TEXT BLOCK:
════
Although the fruit had been cultivated for centuries in Europe and North America, the government here set out to eradicate it early in the 20th century when white pine blister rust threatened the American timber industry. The U.S. Dept. of Agriculture banned the cultivation of all varieties of currants in 1912 and devoted enormous energy to rooting out existing stands, so currants are now hard to find, and many Americans aren’t familiar with them.
The ban was lifted in 1966 and regulation left to the states. Massachusetts continues to ban black currants and to regulate red and white currant as well as gooseberry cultivation. The Mass. Dept of Agriculture website lists municipalities where currants are still forbidden, and since Truro didn’t appear on the list, I had tried ordering plants online from a couple of growers but got shot down once I put in my address. I moved on to other projects.
My interest revived by this Provincetown berry expedition, I set out to get the 411 on currants. Howard Vinton of the Mass. Dept. of Agriculture described a simple process for ordering them: the nursery contacts him by email about an order, he compares the mailing address of the purchaser to his list of permissible municipalities and then issues a permit.
Since they’re legal here, now’s the time to think about ordering plants, or, if you happen to know someone like Dani, you could butter her up now in hopes she’ll share cuttings in the fall. They’re very easy to propagate.
As for what to do with my two-pound haul of Provincetown currents, I decide on a straightforward jelly. In the fall, maybe I will turn it into something more complicated to serve with a roast.
It’s hard to imagine an easier recipe than the one in my go-to for preserves, Mary Anne Dragan’s Well Preserved: Small Batch Preserving for the New Cook. It turns out currants contain a lot of pectin and don’t need any added stabilizing agents. And if your currants are on the stem, rejoice, as that will not only help the fruit set but also add some desirable tannins to the mix, balancing sweetness with a little astringency. (Don’t worry, you can make currant jelly without the stems.)
I had to scale down the recipe for my two pounds of fruit and ended up with about two pints of jelly.
════
STORED DATA:
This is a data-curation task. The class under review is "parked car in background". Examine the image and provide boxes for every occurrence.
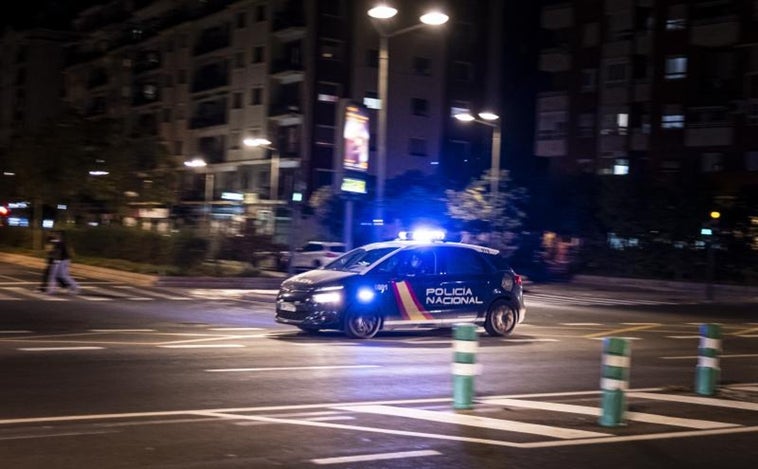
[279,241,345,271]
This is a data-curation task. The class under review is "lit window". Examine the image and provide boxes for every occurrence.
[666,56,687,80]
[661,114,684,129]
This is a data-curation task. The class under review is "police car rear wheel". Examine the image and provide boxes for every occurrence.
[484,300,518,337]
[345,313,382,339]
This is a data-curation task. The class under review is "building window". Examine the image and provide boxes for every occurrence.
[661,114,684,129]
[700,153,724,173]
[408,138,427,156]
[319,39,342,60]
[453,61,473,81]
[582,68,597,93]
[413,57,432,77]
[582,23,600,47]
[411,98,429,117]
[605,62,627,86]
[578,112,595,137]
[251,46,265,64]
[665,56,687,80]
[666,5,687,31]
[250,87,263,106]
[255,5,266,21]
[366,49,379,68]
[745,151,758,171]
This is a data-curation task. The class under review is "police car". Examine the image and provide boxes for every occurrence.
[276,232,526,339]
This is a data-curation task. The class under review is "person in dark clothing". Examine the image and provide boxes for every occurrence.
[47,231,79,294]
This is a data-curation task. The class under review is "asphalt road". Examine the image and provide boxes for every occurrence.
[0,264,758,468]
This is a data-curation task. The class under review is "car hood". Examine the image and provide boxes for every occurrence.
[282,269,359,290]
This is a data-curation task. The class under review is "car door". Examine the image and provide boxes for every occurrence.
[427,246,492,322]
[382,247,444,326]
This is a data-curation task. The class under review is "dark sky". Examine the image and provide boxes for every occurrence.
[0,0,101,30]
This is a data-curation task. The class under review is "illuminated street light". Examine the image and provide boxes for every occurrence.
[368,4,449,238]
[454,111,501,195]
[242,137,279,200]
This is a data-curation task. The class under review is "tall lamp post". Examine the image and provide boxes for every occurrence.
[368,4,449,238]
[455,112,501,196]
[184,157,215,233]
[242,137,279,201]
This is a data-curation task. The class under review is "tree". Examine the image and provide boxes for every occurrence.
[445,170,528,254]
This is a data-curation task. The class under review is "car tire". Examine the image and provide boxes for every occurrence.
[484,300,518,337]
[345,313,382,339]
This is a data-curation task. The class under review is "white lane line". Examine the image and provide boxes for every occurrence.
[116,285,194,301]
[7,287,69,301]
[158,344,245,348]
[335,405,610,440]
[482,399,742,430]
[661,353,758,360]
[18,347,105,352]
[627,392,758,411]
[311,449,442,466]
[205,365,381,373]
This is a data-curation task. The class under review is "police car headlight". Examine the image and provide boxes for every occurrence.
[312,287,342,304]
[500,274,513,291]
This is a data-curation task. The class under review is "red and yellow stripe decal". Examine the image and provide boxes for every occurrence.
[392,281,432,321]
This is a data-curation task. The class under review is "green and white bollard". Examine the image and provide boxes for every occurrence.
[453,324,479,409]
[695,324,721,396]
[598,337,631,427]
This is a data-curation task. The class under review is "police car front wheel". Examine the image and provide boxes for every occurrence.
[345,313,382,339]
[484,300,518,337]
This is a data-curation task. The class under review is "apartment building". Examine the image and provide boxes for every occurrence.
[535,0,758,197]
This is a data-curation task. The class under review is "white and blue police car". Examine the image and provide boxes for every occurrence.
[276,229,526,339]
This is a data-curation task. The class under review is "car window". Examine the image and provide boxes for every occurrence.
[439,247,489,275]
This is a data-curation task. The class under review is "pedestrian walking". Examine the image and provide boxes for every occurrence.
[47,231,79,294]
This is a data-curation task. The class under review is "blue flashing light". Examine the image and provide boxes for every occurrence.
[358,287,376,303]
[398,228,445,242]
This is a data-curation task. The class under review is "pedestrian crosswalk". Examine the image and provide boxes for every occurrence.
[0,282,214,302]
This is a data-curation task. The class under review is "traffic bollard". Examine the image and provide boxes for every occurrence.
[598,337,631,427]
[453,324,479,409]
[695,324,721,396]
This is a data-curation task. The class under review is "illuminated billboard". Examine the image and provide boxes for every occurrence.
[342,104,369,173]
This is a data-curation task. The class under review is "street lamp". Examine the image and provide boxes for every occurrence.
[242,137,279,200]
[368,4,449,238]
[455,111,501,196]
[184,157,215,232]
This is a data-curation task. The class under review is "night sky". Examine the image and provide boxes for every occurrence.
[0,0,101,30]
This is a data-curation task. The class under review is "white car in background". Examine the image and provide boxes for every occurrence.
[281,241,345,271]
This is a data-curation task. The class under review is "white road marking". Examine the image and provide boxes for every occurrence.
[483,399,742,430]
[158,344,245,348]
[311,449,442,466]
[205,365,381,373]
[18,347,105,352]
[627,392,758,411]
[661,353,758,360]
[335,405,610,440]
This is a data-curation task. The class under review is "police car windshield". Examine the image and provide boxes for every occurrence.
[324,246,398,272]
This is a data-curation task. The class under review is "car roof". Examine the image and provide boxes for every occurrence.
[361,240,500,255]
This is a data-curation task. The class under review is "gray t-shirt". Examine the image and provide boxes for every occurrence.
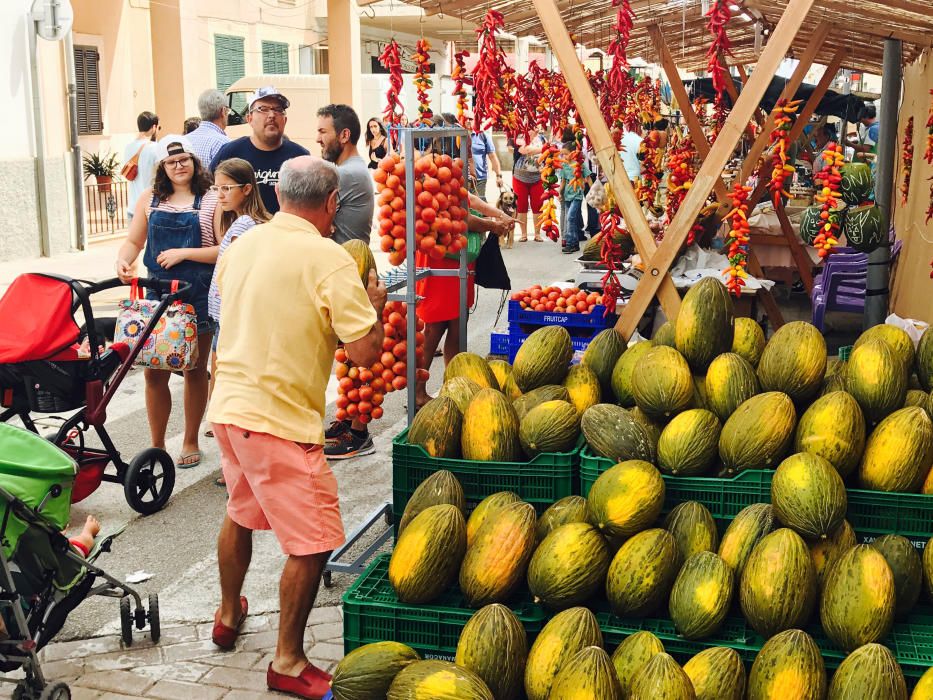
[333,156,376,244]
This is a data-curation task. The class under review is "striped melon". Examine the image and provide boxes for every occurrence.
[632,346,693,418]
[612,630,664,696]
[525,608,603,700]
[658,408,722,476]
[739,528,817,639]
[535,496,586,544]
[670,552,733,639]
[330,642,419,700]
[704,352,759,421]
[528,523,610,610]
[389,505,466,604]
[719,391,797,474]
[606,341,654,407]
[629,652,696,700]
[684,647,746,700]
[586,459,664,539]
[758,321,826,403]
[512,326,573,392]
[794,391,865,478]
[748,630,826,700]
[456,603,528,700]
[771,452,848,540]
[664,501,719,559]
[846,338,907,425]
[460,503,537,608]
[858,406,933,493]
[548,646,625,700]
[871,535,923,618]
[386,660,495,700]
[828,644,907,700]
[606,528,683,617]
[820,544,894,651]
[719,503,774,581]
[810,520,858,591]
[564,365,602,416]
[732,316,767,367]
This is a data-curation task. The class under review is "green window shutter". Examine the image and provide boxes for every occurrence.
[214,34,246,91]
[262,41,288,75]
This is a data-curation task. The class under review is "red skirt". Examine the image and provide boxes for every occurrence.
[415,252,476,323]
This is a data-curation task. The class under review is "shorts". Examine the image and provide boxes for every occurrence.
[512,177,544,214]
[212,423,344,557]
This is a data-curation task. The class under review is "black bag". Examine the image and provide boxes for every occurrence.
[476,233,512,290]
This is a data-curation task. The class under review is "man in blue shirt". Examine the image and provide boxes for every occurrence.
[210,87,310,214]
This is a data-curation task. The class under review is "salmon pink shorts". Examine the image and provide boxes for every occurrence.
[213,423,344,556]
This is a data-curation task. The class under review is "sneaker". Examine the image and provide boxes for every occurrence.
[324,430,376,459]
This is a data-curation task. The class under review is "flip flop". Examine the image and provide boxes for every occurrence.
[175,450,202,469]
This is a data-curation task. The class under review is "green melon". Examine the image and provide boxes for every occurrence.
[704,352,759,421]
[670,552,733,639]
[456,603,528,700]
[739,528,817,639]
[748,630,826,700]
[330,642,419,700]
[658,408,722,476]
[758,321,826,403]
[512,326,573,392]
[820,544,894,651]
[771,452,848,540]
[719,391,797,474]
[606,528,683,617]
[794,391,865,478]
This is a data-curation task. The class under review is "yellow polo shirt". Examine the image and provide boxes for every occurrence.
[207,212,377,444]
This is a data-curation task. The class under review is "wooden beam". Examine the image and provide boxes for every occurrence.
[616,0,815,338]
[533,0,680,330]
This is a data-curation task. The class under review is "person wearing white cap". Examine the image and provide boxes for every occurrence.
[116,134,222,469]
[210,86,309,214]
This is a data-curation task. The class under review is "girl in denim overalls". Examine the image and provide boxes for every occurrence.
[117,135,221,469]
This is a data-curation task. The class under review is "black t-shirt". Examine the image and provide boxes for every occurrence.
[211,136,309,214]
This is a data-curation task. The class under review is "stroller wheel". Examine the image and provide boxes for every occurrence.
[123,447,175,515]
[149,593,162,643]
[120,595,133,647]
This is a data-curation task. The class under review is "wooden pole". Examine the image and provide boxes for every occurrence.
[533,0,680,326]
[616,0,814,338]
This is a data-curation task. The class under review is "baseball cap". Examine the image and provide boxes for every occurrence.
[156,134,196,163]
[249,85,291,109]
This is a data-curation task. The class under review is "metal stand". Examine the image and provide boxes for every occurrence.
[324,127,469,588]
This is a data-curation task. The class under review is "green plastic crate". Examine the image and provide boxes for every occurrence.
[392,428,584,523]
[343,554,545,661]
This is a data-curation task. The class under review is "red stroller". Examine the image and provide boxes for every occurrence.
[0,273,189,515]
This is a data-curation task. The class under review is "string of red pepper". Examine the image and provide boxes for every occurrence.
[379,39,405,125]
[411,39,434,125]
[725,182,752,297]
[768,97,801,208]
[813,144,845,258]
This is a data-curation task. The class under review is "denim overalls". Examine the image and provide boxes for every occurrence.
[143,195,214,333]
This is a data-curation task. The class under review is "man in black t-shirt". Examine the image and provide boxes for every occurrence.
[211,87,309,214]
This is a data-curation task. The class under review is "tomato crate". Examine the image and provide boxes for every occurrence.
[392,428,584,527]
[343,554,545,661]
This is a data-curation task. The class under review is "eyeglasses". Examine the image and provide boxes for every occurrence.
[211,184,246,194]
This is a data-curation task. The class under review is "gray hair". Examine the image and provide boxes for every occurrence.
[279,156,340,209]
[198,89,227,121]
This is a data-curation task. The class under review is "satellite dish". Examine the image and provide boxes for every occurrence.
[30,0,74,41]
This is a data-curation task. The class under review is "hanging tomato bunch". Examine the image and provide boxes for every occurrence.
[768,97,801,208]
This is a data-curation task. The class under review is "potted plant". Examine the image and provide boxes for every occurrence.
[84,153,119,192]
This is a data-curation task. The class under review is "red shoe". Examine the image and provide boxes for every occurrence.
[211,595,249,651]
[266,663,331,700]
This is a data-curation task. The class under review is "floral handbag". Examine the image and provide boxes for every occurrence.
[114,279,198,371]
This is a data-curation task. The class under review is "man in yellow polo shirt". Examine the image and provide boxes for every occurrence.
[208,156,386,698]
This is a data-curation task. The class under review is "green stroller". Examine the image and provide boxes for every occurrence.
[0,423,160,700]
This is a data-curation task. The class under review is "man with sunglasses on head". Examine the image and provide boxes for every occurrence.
════
INSTRUCTION 1: According to the piece about currants, in what year was the federal ban on growing currants lifted?
INSTRUCTION 2: Extend the piece about currants with a further paragraph that picks up right after its last sentence.

FINAL RESULT 1: 1966

FINAL RESULT 2:
Red Currant Jelly
Makes about six 8-ounce jars
2 pounds ripe red currants, stems on if possible
½ cup water
About 3 cups of sugar
Wash the currants and place them, stems included, in a heavy-bottomed, nonreactive pot — not cast iron, unless it is enameled, and not aluminum. Gently crush the currants with a potato masher (or use the bottom of a wine bottle). Add the water and simmer over medium heat until the currants are soft, 10 to 15 minutes. Remove from heat and gently crush the fruit a second time to help currants release their juice completely.
Drain the pulp overnight. You’ll pour the mixture into either a dampened jelly bag (available at most hardware stores) or into a colander lined with several layers of cheesecloth, over a large bowl. Do not squeeze the jelly bag or cheesecloth because that will result in a cloudy jelly.
When you’re ready to make the jelly, place a small plate in the freezer. You’ll use it to test for doneness.
Once strained, measure the red currant juice into the same heavy-bottomed, nonreactive pot, adding ¾ cup of sugar for each cup of juice.
Bring mixture to a boil over high heat and boil rapidly, stirring constantly, for about 10 to 15 minutes. At about 10 minutes, begin testing the temperature with a candy or instant-read thermometer. The jelly is ready between 218 and 220 degrees F. As soon as the mixture reaches 218 degrees, place a spoonful of it on the cold plate and return it to the freezer for 2 minutes. If the jelly is ready, it will gel on the plate. If it remains runny, allow the jelly to cook for another couple of minutes and test again.
When it’s ready, pour the jelly into clean jars and store them in the refrigerator for several weeks or in the freezer for six months, or follow a hot water bath canning method to make them shelf stable.